Aim of the exercise:
Reproduce every one of the records below word for word, leaving out the pictures.

Records for this exercise:

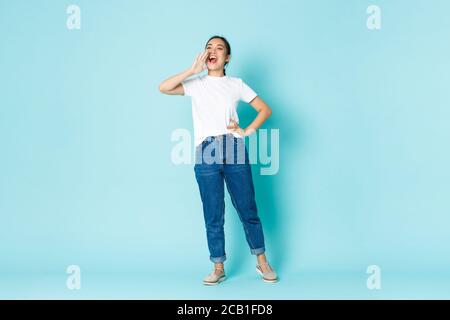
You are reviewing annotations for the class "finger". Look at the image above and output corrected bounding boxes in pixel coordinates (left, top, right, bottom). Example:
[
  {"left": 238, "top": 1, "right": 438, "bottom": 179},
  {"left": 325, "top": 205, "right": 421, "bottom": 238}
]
[{"left": 202, "top": 51, "right": 209, "bottom": 61}]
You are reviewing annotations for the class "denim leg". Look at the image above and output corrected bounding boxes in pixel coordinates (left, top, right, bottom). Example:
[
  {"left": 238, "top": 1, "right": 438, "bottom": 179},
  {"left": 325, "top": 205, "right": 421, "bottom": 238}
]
[
  {"left": 194, "top": 140, "right": 226, "bottom": 263},
  {"left": 224, "top": 138, "right": 265, "bottom": 255}
]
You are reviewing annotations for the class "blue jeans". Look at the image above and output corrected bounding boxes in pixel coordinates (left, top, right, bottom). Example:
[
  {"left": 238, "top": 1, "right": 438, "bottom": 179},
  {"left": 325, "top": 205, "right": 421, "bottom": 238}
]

Response to this exercise:
You are reviewing annotations for the class "finger". Look at the image above and output corrected bounding boxes in pixel coordinates (left, top, right, bottom). Example:
[
  {"left": 238, "top": 1, "right": 438, "bottom": 179},
  {"left": 325, "top": 205, "right": 421, "bottom": 238}
]
[{"left": 202, "top": 51, "right": 209, "bottom": 61}]
You are reviewing annotations for the class "denim leg". Look at the image above and output corrected bounding boxes in pixel coordinates (left, top, right, bottom). Example:
[
  {"left": 238, "top": 1, "right": 438, "bottom": 179},
  {"left": 325, "top": 205, "right": 421, "bottom": 238}
]
[
  {"left": 194, "top": 140, "right": 226, "bottom": 263},
  {"left": 224, "top": 138, "right": 265, "bottom": 255}
]
You are reviewing annotations for the class "blue jeans". Look at the image above and output corrected bounding boxes in pixel coordinates (left, top, right, bottom). Example:
[
  {"left": 238, "top": 1, "right": 438, "bottom": 179},
  {"left": 325, "top": 205, "right": 421, "bottom": 238}
]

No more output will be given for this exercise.